=== GOAL OF THE EXERCISE ===
Copy every line of the rows below verbatim, from the line containing "Please trace the outline of every instance of the storage" through the final line of the rows, with both ends included.

=== DATA FOR THE TASK ===
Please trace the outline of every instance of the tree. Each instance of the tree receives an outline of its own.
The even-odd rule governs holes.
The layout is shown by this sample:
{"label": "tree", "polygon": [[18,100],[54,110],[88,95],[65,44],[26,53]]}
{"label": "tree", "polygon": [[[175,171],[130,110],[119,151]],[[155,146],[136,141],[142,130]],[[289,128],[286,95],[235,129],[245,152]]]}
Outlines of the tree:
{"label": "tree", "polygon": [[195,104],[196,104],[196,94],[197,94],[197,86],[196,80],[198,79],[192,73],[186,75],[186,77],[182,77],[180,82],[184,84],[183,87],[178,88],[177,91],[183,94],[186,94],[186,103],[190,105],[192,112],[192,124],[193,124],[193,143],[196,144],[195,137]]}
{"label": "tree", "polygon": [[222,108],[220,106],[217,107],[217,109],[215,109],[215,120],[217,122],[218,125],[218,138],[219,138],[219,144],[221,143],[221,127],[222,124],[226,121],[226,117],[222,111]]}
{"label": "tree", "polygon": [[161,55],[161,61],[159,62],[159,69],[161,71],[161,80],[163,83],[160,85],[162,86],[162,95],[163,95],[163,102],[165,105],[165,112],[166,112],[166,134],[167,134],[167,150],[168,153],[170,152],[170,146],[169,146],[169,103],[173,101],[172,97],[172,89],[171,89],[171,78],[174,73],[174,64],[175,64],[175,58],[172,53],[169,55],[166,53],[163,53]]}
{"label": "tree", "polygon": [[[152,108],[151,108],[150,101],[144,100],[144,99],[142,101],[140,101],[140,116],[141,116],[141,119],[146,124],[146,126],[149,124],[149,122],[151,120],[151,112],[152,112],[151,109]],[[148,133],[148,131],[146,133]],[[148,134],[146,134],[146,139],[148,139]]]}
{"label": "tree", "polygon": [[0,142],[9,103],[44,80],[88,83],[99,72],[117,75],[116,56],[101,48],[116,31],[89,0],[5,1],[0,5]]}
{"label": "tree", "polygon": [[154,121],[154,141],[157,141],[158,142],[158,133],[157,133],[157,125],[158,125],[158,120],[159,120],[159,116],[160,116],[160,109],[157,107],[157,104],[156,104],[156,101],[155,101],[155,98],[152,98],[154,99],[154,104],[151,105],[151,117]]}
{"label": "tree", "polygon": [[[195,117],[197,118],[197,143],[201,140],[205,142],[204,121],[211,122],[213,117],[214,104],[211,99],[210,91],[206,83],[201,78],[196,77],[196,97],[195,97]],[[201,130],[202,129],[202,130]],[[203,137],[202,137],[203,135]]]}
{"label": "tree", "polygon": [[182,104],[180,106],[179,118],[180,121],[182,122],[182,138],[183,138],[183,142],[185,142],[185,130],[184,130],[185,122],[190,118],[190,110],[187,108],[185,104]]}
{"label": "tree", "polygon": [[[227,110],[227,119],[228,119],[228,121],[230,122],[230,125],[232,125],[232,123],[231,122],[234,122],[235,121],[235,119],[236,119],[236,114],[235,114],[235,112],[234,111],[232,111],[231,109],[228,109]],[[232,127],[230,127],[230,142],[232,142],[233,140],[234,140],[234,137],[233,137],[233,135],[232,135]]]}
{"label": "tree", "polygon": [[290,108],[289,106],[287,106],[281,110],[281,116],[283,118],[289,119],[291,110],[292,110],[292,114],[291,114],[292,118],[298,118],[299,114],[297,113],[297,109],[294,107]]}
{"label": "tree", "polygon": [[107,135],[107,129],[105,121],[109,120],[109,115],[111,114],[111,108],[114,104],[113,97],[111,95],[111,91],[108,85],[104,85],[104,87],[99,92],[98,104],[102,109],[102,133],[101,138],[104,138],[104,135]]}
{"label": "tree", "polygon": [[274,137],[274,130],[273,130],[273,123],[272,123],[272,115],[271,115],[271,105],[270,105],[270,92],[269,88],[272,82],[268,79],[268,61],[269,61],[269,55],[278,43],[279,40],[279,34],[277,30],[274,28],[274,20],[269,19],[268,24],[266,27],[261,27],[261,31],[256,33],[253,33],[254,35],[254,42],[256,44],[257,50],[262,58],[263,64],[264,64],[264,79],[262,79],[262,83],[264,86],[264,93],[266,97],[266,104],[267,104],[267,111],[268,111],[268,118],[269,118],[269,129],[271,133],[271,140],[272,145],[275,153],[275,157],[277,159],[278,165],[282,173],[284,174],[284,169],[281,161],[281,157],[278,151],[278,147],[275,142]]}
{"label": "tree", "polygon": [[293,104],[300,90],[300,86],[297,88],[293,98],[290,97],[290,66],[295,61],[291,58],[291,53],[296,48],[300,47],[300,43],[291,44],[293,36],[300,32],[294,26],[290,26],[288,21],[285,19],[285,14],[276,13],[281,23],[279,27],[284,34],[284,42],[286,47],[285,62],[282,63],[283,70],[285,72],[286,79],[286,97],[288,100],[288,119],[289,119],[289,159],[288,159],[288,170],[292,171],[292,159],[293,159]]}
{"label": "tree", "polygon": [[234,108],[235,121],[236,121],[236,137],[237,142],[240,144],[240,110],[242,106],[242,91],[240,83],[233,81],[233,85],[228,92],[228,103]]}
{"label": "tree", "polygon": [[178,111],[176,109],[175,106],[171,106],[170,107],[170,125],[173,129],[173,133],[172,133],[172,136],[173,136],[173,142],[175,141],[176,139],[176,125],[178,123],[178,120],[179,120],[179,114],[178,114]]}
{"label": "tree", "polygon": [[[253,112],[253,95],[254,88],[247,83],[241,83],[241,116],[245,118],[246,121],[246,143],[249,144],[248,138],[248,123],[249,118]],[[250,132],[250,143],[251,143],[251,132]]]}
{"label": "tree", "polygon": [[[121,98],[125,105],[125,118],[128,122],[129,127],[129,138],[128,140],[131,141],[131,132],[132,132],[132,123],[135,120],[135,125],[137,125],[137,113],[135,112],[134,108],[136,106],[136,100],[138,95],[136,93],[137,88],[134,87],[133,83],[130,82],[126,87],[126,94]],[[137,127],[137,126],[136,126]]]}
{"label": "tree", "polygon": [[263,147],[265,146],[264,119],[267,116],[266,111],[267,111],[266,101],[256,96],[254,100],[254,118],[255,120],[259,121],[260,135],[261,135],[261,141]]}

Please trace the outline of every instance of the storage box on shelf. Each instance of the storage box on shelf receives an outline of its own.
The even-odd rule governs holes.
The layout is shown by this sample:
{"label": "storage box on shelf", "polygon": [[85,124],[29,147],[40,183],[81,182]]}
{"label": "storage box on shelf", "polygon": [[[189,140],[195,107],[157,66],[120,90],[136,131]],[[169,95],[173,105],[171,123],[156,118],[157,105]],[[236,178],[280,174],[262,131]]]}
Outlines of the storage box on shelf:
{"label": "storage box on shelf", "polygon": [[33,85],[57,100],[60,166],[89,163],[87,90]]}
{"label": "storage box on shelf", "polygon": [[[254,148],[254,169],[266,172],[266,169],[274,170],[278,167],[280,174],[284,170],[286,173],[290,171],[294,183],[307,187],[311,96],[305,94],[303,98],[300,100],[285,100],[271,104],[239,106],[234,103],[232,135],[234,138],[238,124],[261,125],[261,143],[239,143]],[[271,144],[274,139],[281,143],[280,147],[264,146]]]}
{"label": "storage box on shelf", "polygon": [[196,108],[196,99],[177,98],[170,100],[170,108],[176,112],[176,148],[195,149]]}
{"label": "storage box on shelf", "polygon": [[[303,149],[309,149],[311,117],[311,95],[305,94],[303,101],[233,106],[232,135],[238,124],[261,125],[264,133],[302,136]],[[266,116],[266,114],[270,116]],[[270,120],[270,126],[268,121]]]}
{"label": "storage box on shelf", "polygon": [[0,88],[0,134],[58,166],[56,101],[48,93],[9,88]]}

=== CORRECT OUTPUT ===
Please trace the outline of every instance of the storage box on shelf. Each instance of the storage box on shelf receives an outline of its own.
The even-odd rule governs holes.
The layout is shown by this sample:
{"label": "storage box on shelf", "polygon": [[85,124],[29,147],[40,183],[81,182]]}
{"label": "storage box on shelf", "polygon": [[[189,140],[195,107],[157,66],[120,90],[136,131]],[[169,95],[173,105],[171,123],[156,118],[157,105]],[[236,178],[280,174],[262,131]]]}
Outlines of the storage box on shelf:
{"label": "storage box on shelf", "polygon": [[33,85],[57,100],[60,166],[89,163],[87,90]]}
{"label": "storage box on shelf", "polygon": [[[254,148],[254,169],[266,172],[266,169],[274,170],[278,167],[280,174],[284,170],[286,173],[290,171],[294,183],[307,187],[311,96],[305,94],[303,98],[300,100],[285,100],[271,104],[239,106],[234,103],[232,135],[234,138],[238,124],[261,125],[261,143],[239,143]],[[271,144],[274,139],[281,143],[280,147],[264,146]]]}
{"label": "storage box on shelf", "polygon": [[196,108],[196,99],[177,98],[170,100],[170,108],[176,112],[176,148],[195,149]]}
{"label": "storage box on shelf", "polygon": [[[303,149],[309,149],[311,117],[311,95],[305,94],[303,101],[233,106],[232,135],[238,124],[261,125],[264,133],[302,136]],[[266,116],[266,114],[270,116]],[[270,120],[270,126],[268,121]]]}
{"label": "storage box on shelf", "polygon": [[0,88],[0,134],[58,166],[56,101],[48,93],[9,88]]}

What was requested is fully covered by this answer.